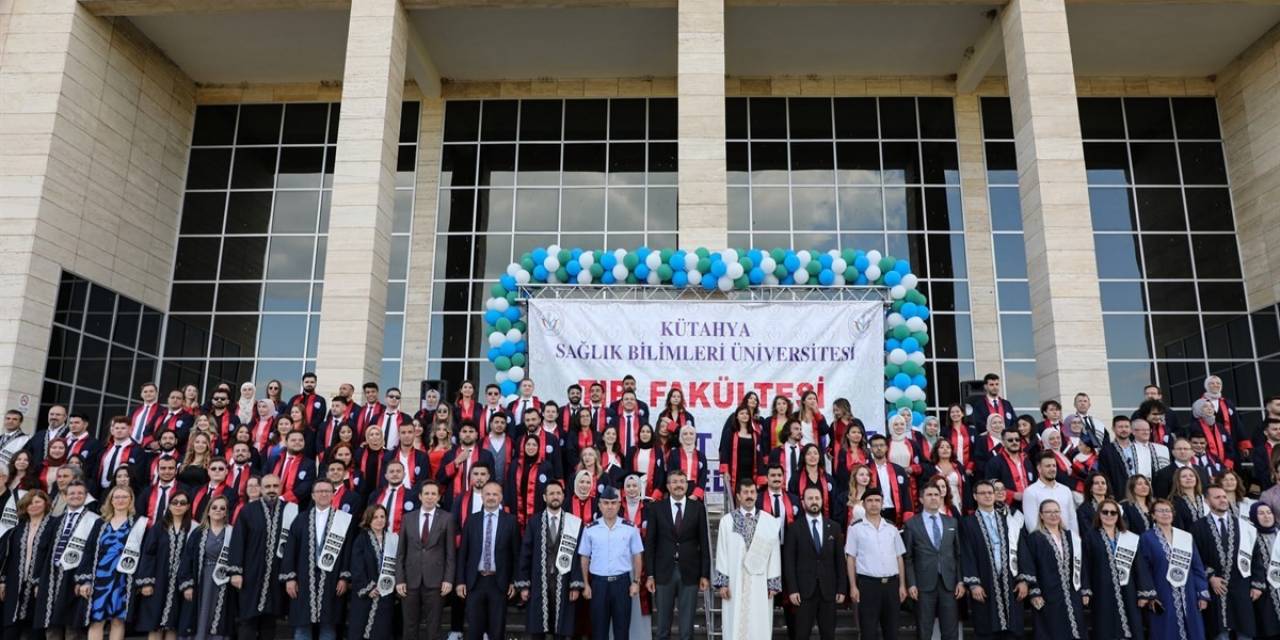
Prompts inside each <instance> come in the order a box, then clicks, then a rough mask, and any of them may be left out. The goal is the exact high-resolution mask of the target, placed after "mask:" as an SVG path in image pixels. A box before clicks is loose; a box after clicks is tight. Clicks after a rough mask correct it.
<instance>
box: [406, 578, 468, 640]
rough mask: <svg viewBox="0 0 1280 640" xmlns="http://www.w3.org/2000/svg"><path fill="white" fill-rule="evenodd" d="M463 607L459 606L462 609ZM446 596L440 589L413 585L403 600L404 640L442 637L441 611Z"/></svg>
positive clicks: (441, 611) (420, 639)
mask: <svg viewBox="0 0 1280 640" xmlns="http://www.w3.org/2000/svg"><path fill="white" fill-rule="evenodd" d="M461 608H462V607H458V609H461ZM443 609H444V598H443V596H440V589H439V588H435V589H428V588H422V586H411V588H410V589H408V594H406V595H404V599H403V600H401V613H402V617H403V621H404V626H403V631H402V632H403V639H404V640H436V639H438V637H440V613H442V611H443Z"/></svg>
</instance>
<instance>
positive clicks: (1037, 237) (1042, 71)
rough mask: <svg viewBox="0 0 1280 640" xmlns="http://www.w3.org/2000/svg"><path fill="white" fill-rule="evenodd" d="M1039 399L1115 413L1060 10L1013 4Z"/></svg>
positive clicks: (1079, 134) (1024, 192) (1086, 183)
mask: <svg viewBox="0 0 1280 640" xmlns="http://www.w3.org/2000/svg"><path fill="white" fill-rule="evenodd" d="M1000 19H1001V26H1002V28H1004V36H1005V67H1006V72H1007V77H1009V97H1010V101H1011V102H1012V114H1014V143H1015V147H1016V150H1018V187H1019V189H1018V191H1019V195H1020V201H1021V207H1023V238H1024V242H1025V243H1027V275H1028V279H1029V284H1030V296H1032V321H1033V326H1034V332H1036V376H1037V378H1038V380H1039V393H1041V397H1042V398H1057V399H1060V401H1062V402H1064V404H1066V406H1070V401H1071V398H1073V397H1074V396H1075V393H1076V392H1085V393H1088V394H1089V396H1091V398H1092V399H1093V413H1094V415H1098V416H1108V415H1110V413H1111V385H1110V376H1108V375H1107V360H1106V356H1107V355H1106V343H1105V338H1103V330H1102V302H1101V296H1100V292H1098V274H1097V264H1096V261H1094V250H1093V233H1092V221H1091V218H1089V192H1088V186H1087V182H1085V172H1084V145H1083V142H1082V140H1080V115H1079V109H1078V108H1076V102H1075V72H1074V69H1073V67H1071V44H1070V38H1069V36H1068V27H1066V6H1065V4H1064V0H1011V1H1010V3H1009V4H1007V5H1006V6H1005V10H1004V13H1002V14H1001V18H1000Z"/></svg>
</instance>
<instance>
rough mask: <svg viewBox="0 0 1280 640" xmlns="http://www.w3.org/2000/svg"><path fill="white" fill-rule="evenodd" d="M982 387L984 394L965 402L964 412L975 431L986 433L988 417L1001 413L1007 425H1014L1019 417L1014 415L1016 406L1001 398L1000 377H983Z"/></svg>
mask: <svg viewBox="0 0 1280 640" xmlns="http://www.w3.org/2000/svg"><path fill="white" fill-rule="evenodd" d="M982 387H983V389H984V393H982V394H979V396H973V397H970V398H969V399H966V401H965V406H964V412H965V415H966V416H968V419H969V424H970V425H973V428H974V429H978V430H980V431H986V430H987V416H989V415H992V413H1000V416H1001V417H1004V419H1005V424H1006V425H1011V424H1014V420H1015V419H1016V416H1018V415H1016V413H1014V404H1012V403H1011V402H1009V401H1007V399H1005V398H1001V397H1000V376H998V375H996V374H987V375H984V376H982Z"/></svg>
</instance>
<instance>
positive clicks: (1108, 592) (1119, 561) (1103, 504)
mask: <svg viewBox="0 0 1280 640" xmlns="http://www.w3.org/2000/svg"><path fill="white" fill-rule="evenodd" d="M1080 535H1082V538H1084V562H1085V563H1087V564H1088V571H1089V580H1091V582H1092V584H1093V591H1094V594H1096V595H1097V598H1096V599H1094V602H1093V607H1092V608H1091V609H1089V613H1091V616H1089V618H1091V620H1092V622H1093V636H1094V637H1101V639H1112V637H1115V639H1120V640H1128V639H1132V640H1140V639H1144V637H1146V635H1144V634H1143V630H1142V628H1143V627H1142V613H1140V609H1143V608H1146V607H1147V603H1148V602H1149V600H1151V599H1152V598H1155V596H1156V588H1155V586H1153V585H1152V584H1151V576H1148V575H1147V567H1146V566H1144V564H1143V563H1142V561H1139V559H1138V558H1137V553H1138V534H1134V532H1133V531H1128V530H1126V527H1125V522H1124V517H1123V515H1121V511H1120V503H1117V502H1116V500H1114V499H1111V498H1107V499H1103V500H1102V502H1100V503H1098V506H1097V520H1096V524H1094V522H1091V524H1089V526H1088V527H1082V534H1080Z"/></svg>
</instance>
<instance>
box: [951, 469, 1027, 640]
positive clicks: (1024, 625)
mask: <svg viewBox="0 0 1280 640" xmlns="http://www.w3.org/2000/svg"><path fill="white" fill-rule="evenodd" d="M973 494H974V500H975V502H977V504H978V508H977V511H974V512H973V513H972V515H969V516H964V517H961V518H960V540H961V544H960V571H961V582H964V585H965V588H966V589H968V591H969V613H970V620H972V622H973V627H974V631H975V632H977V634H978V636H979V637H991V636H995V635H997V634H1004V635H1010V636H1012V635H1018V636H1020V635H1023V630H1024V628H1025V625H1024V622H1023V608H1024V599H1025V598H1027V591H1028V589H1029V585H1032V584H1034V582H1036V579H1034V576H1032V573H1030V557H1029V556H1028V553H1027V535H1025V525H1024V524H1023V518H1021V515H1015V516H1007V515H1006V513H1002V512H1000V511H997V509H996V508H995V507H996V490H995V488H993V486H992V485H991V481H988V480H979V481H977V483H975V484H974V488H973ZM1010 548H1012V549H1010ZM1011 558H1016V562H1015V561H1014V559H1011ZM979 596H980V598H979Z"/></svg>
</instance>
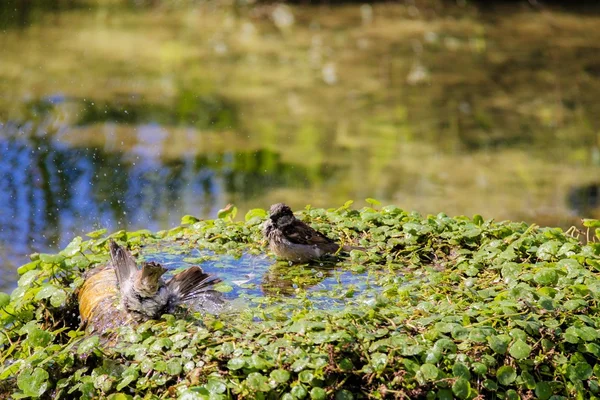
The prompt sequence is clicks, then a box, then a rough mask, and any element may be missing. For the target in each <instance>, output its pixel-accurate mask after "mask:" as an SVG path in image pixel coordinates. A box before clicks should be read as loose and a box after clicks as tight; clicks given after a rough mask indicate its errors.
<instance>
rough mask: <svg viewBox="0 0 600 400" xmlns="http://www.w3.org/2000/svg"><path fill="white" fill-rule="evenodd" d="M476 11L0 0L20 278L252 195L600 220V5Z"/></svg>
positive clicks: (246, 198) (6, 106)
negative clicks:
==
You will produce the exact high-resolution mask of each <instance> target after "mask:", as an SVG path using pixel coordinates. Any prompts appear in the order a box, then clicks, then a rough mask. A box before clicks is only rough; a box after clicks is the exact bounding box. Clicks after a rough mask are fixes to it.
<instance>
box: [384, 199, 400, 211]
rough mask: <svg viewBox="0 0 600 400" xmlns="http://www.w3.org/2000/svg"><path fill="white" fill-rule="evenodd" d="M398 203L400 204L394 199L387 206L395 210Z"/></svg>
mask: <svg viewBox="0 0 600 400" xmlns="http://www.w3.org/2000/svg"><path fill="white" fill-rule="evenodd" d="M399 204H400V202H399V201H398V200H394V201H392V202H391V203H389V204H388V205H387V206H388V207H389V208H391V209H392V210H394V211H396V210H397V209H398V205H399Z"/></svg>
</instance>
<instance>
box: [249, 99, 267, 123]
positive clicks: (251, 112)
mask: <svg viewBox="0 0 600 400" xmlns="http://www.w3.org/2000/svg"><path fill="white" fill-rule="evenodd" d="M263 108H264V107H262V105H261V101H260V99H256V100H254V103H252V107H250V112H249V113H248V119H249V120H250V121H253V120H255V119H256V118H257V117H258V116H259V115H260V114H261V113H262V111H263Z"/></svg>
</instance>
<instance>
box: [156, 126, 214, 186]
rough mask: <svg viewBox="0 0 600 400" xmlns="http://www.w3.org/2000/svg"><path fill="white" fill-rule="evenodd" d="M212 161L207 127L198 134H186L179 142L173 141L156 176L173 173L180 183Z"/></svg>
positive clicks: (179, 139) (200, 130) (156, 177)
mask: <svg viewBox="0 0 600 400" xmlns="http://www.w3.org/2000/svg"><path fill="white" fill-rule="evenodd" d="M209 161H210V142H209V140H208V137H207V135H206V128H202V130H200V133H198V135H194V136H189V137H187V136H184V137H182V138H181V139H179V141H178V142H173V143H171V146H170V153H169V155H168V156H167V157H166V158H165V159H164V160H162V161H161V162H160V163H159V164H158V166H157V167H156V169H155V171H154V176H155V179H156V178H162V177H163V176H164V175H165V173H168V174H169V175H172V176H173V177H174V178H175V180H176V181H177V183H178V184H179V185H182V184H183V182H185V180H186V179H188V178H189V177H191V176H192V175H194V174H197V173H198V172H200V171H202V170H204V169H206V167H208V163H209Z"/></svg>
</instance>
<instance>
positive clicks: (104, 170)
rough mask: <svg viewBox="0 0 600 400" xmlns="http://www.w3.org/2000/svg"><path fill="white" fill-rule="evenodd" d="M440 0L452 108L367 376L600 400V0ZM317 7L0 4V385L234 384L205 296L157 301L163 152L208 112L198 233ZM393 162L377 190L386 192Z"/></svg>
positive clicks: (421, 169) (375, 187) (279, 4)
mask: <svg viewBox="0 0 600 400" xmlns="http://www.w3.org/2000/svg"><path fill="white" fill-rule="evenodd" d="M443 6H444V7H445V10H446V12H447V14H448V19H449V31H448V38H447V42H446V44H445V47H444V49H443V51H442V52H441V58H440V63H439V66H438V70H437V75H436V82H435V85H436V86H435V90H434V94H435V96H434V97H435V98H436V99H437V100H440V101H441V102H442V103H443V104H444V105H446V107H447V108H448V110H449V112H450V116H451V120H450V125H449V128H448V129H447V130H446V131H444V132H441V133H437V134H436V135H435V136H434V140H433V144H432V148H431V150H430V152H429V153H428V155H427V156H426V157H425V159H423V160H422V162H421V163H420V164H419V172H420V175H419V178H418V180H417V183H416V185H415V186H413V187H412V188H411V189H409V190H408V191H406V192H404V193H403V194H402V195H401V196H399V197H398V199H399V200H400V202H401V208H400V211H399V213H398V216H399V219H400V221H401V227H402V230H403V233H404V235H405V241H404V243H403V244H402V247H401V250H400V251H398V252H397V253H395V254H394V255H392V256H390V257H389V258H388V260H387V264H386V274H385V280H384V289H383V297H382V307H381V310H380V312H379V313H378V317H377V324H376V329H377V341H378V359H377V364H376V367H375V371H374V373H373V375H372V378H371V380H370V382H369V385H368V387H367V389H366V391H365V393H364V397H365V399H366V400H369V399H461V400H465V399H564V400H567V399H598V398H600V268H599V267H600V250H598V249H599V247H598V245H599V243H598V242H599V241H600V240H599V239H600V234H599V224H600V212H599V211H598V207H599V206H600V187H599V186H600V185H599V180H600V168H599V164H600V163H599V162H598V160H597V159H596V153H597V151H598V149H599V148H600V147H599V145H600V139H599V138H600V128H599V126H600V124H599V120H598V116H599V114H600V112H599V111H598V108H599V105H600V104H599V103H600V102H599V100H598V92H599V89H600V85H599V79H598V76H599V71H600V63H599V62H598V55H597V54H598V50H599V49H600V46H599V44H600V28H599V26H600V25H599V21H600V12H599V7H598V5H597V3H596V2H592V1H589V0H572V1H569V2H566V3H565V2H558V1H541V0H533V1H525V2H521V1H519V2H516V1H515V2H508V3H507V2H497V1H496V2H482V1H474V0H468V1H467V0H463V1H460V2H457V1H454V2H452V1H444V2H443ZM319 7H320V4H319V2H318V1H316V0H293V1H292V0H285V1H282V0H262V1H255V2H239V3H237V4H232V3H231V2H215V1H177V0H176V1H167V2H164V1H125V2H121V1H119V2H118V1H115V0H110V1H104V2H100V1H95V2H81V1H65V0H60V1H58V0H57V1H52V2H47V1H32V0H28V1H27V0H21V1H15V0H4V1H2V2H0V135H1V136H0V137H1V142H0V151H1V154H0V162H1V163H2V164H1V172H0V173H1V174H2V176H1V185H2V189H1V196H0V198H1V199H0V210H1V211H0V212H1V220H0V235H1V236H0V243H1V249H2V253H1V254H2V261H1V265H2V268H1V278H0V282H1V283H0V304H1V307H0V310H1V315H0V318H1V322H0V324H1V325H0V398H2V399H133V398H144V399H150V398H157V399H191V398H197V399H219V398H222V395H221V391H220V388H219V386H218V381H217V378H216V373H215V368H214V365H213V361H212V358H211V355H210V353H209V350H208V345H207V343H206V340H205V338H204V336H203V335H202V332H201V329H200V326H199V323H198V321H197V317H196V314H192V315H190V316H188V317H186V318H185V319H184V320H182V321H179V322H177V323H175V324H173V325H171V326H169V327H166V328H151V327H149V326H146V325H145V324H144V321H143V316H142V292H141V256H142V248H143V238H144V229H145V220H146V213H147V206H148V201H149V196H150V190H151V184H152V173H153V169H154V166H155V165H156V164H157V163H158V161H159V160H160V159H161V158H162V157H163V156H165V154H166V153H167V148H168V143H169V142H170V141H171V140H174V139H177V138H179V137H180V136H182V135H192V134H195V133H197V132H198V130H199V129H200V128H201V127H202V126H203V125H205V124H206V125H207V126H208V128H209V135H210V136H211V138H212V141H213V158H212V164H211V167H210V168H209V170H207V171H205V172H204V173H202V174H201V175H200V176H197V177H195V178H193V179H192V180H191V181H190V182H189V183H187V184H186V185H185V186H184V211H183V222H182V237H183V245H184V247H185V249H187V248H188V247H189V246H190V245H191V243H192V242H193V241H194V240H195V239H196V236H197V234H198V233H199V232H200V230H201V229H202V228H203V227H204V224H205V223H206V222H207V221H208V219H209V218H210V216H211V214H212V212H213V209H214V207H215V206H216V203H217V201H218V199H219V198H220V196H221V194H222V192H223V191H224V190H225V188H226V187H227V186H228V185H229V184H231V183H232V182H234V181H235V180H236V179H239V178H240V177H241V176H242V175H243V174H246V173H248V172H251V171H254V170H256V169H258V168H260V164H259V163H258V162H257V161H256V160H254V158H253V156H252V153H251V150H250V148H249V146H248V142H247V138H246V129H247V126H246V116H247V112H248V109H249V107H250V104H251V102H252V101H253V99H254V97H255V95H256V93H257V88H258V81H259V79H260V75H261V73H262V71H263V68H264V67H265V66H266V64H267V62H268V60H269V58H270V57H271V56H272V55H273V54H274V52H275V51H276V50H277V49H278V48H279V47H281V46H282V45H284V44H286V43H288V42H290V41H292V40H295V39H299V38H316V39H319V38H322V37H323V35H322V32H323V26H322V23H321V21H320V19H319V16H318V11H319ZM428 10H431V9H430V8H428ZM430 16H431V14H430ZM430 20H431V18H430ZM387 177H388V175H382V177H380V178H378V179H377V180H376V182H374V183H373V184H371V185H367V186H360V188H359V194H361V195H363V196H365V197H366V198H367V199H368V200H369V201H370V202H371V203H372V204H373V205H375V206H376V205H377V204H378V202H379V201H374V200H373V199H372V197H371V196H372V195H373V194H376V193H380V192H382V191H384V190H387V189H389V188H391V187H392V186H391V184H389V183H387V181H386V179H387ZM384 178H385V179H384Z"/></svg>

## [Task instructions]
From the records above, copy every line that includes the word "high".

## [Answer below]
Prompts inside each <instance> come in the order a box, then clicks, then a rough mask, and any of them may be left out. The goal is the exact high-resolution mask of the target, placed after "mask:" as an SVG path in image pixels. A box before clicks is loose; a box after clicks is tight. Clicks after a rough mask correct it.
You will produce the exact high-resolution mask of each <instance> target after "mask:", as an SVG path using pixel coordinates. Any prompts appear in the order a box, then clicks, then a rough mask. A box before clicks is only rough; a box after clicks is the exact bounding box. Clicks after a rough mask are fixes to it.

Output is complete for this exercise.